▼

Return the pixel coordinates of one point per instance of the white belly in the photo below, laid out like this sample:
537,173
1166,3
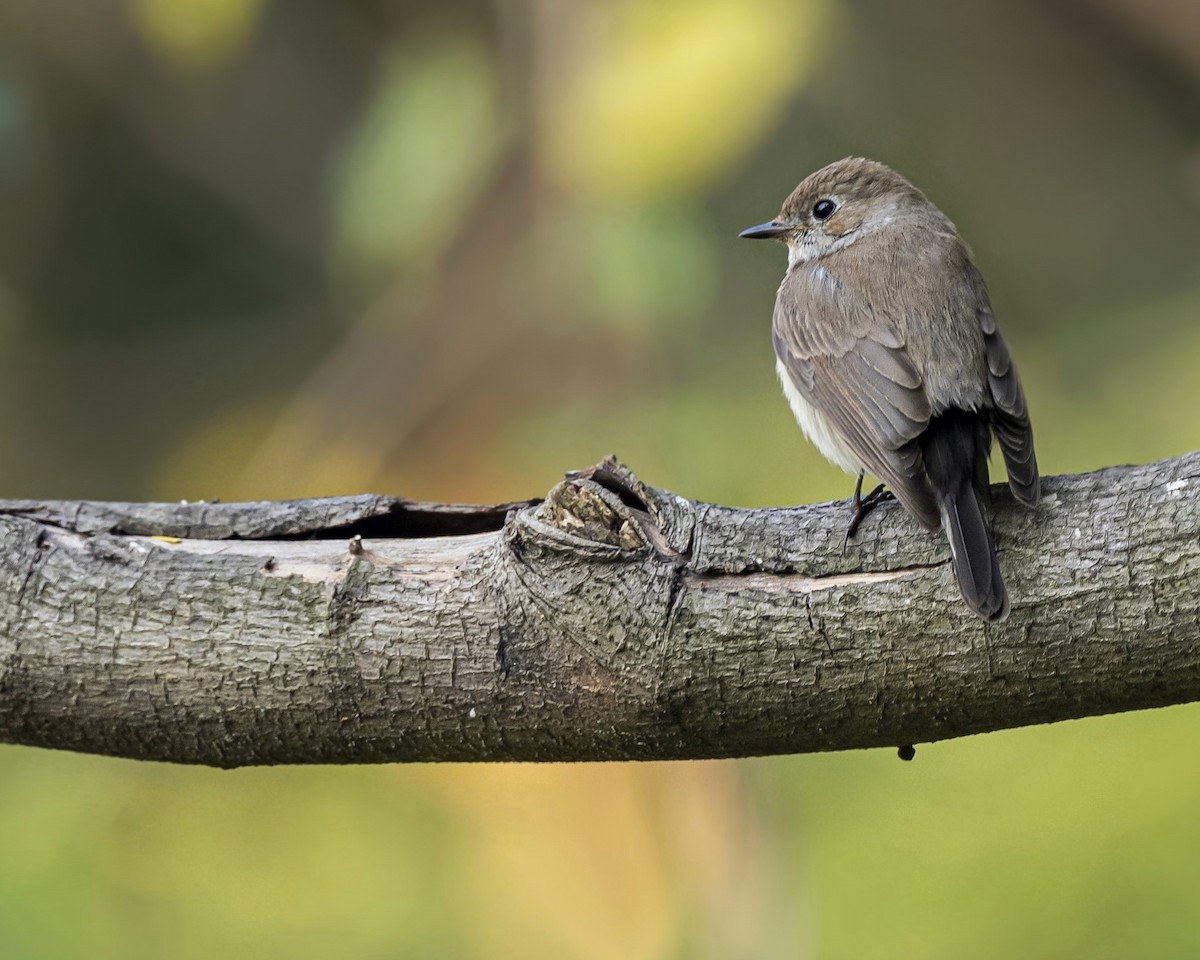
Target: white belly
816,426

▲

WRITTEN TASK =>
Rewrite the material above, replacing "white belly" with "pale belly" everywhere and keeping everything else unchanged. Leave the pictures out of your answer.

REPLY =>
Return the pixel coordinates of one point per instance of the pale belly in the photo below, laid out like this sample:
537,173
1166,3
Target: pale belly
816,426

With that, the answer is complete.